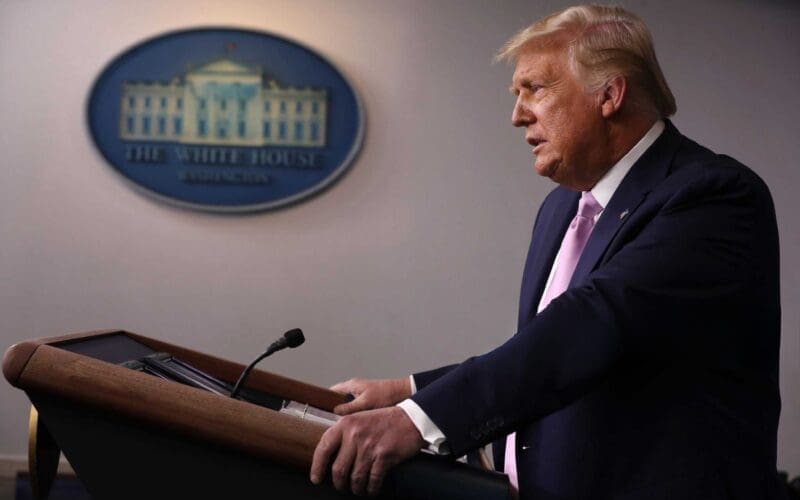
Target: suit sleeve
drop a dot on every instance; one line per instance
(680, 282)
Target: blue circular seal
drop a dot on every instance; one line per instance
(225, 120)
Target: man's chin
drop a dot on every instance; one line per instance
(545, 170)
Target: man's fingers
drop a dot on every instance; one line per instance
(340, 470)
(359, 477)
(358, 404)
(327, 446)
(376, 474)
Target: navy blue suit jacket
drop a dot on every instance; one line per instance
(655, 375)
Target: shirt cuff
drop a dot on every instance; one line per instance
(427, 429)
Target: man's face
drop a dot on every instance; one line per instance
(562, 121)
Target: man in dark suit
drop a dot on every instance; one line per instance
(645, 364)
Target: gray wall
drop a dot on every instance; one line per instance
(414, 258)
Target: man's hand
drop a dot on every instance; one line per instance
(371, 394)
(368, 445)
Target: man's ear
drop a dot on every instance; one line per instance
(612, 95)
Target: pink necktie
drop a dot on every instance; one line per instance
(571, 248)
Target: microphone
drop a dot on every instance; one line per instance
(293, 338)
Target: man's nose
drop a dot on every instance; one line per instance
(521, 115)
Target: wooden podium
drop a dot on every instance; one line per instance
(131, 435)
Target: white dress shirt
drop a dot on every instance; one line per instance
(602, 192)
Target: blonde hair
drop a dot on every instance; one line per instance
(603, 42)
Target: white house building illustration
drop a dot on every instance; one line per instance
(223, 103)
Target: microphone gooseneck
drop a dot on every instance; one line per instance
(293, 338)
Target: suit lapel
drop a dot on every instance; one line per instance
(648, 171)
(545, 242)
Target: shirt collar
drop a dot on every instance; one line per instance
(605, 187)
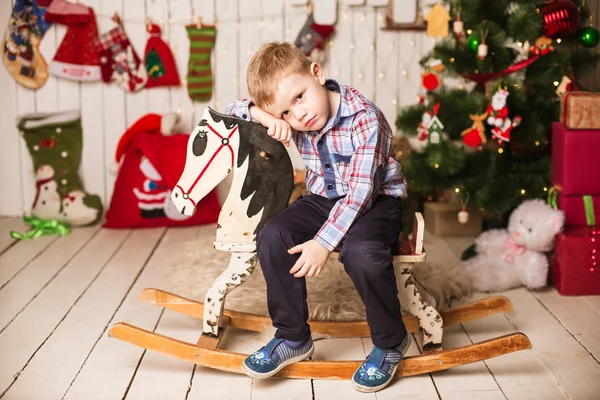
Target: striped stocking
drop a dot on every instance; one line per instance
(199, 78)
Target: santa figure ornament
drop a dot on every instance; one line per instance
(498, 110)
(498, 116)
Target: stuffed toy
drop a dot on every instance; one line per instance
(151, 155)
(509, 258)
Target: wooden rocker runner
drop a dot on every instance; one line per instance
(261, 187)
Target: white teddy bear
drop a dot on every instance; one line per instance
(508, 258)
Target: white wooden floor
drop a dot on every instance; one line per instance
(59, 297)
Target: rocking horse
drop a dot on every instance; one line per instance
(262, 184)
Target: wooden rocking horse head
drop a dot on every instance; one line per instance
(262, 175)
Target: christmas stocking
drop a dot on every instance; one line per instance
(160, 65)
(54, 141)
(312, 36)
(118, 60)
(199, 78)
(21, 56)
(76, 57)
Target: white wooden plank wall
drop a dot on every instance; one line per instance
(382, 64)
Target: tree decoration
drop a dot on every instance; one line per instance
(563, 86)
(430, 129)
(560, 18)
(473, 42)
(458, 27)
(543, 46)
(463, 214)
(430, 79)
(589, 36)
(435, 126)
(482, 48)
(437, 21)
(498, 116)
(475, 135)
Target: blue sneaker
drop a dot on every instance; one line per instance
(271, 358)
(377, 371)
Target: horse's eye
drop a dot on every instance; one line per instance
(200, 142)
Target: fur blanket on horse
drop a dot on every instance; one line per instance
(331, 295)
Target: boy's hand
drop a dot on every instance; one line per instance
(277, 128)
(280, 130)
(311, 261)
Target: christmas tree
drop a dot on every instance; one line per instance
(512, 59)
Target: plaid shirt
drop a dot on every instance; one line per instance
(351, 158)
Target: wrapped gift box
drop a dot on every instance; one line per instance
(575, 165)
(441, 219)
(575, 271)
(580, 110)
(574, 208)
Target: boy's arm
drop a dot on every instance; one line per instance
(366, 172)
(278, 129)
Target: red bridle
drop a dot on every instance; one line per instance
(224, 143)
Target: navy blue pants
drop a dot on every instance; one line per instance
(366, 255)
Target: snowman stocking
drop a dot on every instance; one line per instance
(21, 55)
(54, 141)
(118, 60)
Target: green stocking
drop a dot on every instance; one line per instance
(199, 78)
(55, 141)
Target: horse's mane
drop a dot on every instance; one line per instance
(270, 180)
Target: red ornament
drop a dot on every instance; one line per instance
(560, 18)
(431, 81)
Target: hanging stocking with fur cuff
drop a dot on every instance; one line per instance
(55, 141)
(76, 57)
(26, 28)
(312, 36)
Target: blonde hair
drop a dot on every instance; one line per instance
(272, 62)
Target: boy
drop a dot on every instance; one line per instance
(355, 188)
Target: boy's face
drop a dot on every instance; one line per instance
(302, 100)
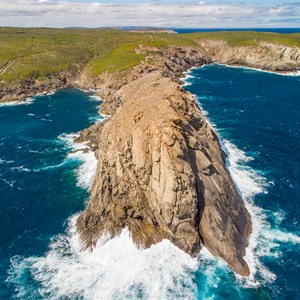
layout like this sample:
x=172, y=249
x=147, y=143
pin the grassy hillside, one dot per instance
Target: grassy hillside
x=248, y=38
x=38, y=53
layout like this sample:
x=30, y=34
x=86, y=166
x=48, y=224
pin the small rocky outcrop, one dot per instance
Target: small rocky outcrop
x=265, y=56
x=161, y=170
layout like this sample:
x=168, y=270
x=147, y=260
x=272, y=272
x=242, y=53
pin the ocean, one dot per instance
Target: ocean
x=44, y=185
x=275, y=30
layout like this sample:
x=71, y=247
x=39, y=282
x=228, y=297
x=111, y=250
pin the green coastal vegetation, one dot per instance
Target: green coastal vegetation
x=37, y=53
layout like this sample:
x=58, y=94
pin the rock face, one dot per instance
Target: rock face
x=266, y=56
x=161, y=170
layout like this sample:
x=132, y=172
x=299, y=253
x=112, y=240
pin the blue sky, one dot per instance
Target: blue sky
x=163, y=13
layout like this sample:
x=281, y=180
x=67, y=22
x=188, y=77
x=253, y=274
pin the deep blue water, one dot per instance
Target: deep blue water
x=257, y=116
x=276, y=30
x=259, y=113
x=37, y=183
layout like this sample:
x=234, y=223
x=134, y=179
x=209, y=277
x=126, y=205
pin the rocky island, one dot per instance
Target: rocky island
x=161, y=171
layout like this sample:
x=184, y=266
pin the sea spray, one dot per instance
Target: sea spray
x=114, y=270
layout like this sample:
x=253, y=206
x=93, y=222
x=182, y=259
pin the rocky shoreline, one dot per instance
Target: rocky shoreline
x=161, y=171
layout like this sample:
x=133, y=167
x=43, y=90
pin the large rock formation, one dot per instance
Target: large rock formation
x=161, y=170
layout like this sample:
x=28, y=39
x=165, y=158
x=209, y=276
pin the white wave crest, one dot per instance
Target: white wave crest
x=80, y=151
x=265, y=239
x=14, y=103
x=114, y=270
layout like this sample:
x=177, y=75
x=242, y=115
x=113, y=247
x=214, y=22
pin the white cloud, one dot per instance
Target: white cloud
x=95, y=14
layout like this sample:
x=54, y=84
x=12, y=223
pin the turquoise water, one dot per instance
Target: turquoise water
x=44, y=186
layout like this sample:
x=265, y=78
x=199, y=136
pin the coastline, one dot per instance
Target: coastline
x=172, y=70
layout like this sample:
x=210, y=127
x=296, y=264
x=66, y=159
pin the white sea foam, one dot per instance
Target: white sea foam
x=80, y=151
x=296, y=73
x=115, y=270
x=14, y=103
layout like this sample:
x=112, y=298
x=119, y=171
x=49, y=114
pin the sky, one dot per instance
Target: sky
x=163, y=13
______
Every record is to be reproduced exactly, with no pictures included.

Target: suit sleeve
drop a dot on every instance; one line per instance
(680, 282)
Target: blue circular seal
drop a dot on every instance; one line per instance
(225, 120)
Target: man's chin
drop a dot on every instance; one line per instance
(545, 170)
Target: man's fingers
drop a dot on every instance; one line per instance
(340, 470)
(359, 477)
(358, 404)
(327, 446)
(376, 474)
Target: navy blue suit jacket
drop a dot on every instance; one line per instance
(655, 375)
Target: shirt cuff
drop a dot on every instance; one line per instance
(427, 429)
Target: man's face
drop a dot on every instance; one line per instance
(562, 121)
Target: man in dark suit
drop a dot on every instance; one line per instance
(645, 364)
Target: gray wall
drop a dot on every instance; one line per instance
(414, 258)
Target: man's hand
drop a dot on every instance; one line per instance
(371, 394)
(368, 445)
Target: man's ear
drop a dot on every instance; one line per instance
(612, 95)
Target: pink necktie
drop a dot on every instance; one line per instance
(571, 248)
Target: microphone
drop a dot on every instance; one line per instance
(293, 338)
Target: man's nose
drop a dot on every instance; one line per instance
(521, 115)
Target: wooden podium
drop a dot on every instance; one line per instance
(131, 435)
Target: white dress shirt
drop a dot on every instance; one line per instance
(602, 192)
Target: blonde hair
drop a dot on every instance; one line per instance
(603, 42)
Target: white house building illustration
drop a dot on every instance; one line per instance
(223, 103)
Target: microphone gooseneck
drop a dot on every instance; one line per instance
(293, 338)
Target: suit lapel
drop a dot on every instance; one line per instance
(648, 171)
(545, 242)
Target: shirt collar
drop a dot on every instance; one line per instance
(605, 187)
Target: striped stocking
drop a dot on every instance; one line per instance
(199, 78)
Target: santa figure ornament
drop a dot on every instance; one line per instance
(498, 110)
(498, 116)
Target: stuffed toy
drop a dot on every instance; one line per instance
(151, 155)
(509, 258)
Target: wooden rocker runner
drop a dot on every instance; one line per instance
(261, 187)
Target: white teddy bear
drop a dot on every instance; one line per instance
(508, 258)
Target: white wooden floor
drop a dot on every instance; one line per instance
(59, 297)
Target: rocking horse
drop a dot on every instance; one line per instance
(262, 184)
Target: wooden rocking horse head
drop a dot on every instance; one line per instance
(262, 175)
Target: christmas stocking
drop a dot on every instance; one line per instance
(160, 65)
(54, 141)
(312, 36)
(118, 60)
(199, 78)
(21, 56)
(76, 57)
Target: white wooden plank wall
drop a dot on every instance; one line per instance
(382, 64)
Target: tree decoration
drop a dot on every instance; one line per instance
(563, 86)
(430, 129)
(560, 18)
(473, 42)
(458, 27)
(543, 46)
(463, 214)
(430, 79)
(589, 36)
(435, 126)
(482, 48)
(437, 21)
(498, 116)
(475, 135)
Target: blue sneaker
drop a dot on every instance; one line per instance
(271, 358)
(377, 371)
Target: horse's eye
drop a dot on every instance; one line per instance
(200, 142)
Target: fur blanket on horse
drop a dot on every instance; one line per instance
(331, 295)
Target: boy's hand
drop a dot on every instance; one line per instance
(277, 128)
(280, 130)
(311, 261)
Target: christmas tree
drop a dot on every instance; one line per instance
(512, 59)
Target: plaid shirt
drop a dot on every instance; one line per instance
(351, 158)
Target: wrapped gift box
drop a dot on every instance; one line per instance
(575, 165)
(441, 219)
(575, 271)
(580, 110)
(574, 208)
Target: boy's arm
drop a dot on every instance; one line per instance
(366, 172)
(278, 129)
Target: red bridle
drop a dot on every instance; one line per instance
(224, 143)
Target: navy blue pants
drop a dot on every instance; one line per instance
(366, 255)
Target: snowman stocking
drop a dot on every instance; one line per instance
(21, 55)
(54, 141)
(118, 60)
Target: green stocking
drop a dot on every instance; one line per instance
(199, 78)
(55, 141)
Target: horse's mane
drop a dot on every instance; one line per instance
(270, 180)
Target: red ornament
drop a dot on every instance; one line per instance
(560, 18)
(431, 81)
Target: hanging stocking with fur cuff
drop a dot on every instance; one line per instance
(55, 141)
(76, 57)
(26, 28)
(312, 36)
Target: blonde hair
drop a dot on every instance; one line per instance
(272, 62)
Target: boy
drop a dot on every instance; one line per instance
(355, 188)
Target: boy's face
drop a dot on every instance; one line per instance
(302, 100)
layout like this sample:
x=172, y=249
x=147, y=143
pin the grassy hillside, one dot per instance
Target: grassy hillside
x=248, y=38
x=38, y=53
layout like this sample:
x=30, y=34
x=86, y=166
x=48, y=224
pin the small rocky outcrop, one dot per instance
Target: small rocky outcrop
x=265, y=56
x=161, y=170
layout like this sample:
x=168, y=270
x=147, y=260
x=272, y=272
x=242, y=53
pin the ocean, one dot per instance
Target: ocean
x=44, y=185
x=275, y=30
layout like this sample:
x=71, y=247
x=39, y=282
x=228, y=297
x=111, y=250
pin the green coastal vegetation, one dot per instance
Target: green coastal vegetation
x=37, y=53
layout like this sample:
x=58, y=94
pin the rock face, one dot per instance
Target: rock face
x=266, y=56
x=161, y=170
layout like this sample:
x=132, y=172
x=299, y=253
x=112, y=240
pin the blue sky, one dot per instance
Target: blue sky
x=163, y=13
layout like this sample:
x=281, y=180
x=67, y=22
x=188, y=77
x=253, y=274
pin the deep blue water, one dot per instance
Target: deep blue water
x=257, y=116
x=276, y=30
x=259, y=113
x=37, y=183
layout like this sample:
x=234, y=223
x=134, y=179
x=209, y=277
x=126, y=205
pin the rocky island, one dot per instance
Target: rocky island
x=161, y=171
layout like this sample:
x=184, y=266
pin the sea spray, one dot per instance
Target: sea spray
x=114, y=270
layout like this sample:
x=253, y=206
x=93, y=222
x=182, y=259
pin the rocky shoreline, one dot per instance
Target: rocky shoreline
x=161, y=171
layout like this sample:
x=133, y=167
x=43, y=90
pin the large rock formation, one dot per instance
Target: large rock formation
x=161, y=170
layout like this sample:
x=28, y=39
x=165, y=158
x=209, y=276
pin the white wave crest, one dot per instance
Target: white wave crest
x=80, y=151
x=265, y=239
x=14, y=103
x=114, y=270
layout like this sample:
x=177, y=75
x=242, y=115
x=113, y=247
x=214, y=22
pin the white cloud, one dot per instance
Target: white cloud
x=95, y=14
layout like this sample:
x=54, y=84
x=12, y=223
pin the turquoise water, one dot per instance
Target: turquoise water
x=44, y=186
layout like this sample:
x=265, y=78
x=199, y=136
pin the coastline, one dot per instance
Target: coastline
x=172, y=70
layout like this sample:
x=210, y=127
x=296, y=264
x=66, y=159
pin the white sea foam, one dot per instance
Target: white sea foam
x=80, y=151
x=296, y=73
x=115, y=270
x=14, y=103
layout like this sample:
x=112, y=298
x=119, y=171
x=49, y=114
pin the sky, one dot per instance
Target: sky
x=163, y=13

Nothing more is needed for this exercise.